[Data entries]
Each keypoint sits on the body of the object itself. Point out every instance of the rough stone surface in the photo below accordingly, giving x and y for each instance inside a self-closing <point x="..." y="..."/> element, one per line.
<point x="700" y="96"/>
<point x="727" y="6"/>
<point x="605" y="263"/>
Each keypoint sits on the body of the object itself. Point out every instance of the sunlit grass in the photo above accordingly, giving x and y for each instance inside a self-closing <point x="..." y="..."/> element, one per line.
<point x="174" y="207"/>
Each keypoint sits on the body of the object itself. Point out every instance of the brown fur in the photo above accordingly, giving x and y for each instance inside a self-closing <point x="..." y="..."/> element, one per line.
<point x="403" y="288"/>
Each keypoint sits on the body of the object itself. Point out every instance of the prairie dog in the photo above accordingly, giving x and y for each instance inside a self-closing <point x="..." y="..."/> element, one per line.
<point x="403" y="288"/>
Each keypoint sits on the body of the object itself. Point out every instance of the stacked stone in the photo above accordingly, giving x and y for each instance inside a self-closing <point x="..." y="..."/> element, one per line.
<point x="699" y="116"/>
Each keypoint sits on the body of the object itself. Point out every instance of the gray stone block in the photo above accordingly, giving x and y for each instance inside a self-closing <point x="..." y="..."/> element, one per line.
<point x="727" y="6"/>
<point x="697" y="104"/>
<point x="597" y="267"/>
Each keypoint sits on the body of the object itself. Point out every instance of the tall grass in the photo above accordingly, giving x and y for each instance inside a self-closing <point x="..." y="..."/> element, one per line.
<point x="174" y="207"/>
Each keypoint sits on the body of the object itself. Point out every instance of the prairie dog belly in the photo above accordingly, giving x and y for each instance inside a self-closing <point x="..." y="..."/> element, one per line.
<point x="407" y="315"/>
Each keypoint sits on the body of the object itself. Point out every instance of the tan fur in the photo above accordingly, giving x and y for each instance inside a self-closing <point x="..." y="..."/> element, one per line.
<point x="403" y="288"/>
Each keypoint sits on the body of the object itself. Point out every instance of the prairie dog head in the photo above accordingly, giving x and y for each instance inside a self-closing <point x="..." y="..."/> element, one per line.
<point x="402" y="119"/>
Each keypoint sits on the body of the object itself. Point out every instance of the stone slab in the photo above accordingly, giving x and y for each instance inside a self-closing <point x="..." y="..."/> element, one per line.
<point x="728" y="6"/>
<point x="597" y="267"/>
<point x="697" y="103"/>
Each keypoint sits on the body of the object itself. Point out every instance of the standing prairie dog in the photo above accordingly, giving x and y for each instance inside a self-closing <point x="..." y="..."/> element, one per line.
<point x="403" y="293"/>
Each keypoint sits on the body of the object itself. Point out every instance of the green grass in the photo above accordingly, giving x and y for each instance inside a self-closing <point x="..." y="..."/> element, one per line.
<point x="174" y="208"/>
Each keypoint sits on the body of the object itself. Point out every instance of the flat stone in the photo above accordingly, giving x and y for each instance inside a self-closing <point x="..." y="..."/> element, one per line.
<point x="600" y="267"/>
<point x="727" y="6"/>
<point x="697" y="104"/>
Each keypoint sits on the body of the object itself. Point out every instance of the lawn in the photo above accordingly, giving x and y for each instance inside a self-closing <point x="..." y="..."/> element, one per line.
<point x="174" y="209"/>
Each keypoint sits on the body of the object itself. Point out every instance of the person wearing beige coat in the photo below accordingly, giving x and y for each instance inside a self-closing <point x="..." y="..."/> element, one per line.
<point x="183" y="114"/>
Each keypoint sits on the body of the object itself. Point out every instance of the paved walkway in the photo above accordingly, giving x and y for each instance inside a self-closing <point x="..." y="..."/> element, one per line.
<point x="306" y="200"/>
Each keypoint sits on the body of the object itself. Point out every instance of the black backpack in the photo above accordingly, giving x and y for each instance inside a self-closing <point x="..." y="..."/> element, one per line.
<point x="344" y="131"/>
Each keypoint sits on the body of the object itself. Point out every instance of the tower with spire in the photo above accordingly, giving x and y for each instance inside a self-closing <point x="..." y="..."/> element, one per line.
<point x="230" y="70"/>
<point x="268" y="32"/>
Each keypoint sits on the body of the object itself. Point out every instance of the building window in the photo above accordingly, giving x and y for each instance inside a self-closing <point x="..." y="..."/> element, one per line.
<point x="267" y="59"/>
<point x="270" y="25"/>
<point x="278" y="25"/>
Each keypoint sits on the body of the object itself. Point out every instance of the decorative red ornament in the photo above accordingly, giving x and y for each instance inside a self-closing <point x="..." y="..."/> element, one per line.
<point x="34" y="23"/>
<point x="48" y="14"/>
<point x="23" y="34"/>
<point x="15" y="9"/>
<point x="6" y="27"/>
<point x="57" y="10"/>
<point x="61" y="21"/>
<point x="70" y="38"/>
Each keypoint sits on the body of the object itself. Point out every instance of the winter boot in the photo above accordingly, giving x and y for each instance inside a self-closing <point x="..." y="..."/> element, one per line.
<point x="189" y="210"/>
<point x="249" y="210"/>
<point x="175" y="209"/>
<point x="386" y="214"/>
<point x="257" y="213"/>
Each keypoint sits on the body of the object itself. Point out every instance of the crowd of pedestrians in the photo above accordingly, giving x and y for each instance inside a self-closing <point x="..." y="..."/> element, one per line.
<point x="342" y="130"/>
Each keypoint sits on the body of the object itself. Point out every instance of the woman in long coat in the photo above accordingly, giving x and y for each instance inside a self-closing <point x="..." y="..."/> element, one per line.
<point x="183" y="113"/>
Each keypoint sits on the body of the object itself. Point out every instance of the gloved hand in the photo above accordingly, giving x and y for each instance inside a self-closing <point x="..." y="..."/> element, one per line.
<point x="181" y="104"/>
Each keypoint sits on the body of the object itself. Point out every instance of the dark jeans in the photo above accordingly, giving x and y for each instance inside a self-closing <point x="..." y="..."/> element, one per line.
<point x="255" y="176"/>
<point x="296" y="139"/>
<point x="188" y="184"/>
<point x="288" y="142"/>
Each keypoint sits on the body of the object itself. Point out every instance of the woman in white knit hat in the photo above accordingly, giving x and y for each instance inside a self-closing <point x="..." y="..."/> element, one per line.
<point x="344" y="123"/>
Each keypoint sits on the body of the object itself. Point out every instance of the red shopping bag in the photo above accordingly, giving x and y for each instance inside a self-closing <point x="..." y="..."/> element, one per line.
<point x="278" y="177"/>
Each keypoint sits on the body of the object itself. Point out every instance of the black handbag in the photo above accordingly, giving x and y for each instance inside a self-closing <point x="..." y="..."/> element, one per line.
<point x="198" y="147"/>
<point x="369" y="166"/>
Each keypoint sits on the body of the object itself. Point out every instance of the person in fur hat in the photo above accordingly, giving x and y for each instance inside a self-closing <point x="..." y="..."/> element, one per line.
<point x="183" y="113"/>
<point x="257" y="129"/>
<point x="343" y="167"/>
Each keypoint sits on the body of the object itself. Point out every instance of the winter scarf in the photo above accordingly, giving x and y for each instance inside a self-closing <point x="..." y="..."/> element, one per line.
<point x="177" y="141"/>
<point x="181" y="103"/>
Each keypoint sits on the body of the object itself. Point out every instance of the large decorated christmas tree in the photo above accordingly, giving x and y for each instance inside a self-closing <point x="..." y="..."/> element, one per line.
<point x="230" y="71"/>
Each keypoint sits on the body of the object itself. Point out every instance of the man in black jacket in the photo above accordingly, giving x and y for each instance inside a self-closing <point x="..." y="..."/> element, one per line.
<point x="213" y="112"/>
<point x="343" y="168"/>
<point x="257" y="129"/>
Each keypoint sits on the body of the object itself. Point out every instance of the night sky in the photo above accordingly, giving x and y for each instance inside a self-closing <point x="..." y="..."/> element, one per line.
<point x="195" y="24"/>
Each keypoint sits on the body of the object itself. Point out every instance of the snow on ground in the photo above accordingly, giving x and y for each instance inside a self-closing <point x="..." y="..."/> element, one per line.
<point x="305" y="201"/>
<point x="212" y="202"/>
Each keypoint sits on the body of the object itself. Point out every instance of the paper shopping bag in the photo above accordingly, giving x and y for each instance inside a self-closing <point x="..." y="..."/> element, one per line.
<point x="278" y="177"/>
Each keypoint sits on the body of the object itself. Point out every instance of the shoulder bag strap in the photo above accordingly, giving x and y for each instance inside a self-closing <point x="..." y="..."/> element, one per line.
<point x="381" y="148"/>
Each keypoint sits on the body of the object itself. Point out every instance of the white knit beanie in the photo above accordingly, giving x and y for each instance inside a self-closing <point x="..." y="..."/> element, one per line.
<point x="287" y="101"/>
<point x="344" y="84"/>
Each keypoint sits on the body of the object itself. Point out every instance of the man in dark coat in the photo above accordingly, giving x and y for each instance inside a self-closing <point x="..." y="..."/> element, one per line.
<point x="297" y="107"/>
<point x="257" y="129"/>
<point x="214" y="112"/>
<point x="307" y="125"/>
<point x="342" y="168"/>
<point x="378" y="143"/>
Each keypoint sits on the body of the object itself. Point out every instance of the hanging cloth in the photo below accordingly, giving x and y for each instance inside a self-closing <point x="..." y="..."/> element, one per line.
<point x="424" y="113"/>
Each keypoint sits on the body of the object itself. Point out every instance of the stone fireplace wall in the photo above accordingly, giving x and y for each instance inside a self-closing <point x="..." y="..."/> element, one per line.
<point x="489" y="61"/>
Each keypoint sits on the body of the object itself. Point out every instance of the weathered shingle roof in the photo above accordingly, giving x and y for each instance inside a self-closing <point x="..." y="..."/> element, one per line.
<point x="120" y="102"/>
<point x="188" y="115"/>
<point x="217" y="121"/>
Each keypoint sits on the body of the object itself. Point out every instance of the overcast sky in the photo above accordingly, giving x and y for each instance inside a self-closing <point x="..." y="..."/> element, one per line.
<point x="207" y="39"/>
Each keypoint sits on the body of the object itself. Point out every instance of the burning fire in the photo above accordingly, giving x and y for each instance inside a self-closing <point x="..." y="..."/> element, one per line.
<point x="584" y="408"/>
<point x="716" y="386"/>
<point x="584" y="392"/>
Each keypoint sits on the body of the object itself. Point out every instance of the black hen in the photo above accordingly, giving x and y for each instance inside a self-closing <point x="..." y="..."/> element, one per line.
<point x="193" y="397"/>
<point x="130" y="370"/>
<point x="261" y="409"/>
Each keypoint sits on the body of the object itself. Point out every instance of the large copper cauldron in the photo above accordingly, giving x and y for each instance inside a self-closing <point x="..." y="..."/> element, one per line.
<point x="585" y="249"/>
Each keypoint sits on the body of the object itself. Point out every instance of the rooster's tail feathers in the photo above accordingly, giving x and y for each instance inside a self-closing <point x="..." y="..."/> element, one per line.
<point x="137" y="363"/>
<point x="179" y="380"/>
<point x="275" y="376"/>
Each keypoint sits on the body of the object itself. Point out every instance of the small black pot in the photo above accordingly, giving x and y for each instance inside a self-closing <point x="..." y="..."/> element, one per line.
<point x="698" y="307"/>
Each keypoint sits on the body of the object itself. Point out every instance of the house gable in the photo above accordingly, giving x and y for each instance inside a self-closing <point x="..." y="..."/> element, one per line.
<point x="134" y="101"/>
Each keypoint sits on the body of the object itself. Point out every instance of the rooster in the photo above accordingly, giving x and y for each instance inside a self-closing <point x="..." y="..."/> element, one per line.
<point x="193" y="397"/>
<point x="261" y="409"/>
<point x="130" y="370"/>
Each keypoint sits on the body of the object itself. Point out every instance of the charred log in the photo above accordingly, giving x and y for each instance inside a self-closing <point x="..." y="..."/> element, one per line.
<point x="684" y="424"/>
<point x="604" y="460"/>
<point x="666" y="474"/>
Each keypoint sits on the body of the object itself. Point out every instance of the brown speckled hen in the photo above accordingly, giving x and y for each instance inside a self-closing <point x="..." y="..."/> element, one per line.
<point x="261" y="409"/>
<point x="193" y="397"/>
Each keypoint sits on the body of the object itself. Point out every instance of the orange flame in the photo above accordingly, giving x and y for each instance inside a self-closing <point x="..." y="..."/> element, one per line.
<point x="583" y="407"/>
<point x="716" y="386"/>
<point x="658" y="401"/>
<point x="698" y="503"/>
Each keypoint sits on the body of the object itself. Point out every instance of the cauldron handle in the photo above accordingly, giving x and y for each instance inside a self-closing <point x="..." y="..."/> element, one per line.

#### Description of the task:
Print nothing but the lines from the line with "the brown speckled" to the last line of the records above. Both of those lines count.

#### Exercise answer:
Each keypoint sits on the body of the object itself. Point out every instance of the brown speckled hen in the photo above accordingly, giving x and y for each instance inside a self-closing <point x="..." y="..."/> element, one per line.
<point x="261" y="409"/>
<point x="193" y="397"/>
Each keypoint sits on the body of the object itself. Point out every instance of the orange flame in the photo above accordingly, giving x and y for each instance inside a self-closing <point x="..." y="..."/> element, one per line.
<point x="583" y="407"/>
<point x="716" y="386"/>
<point x="658" y="401"/>
<point x="698" y="503"/>
Each keypoint sits on the body of the object itself. Point out every instance of the cauldron handle in the photo above accordingly, giving x and y for each instance inside a self-closing <point x="..." y="..."/> element, one per line.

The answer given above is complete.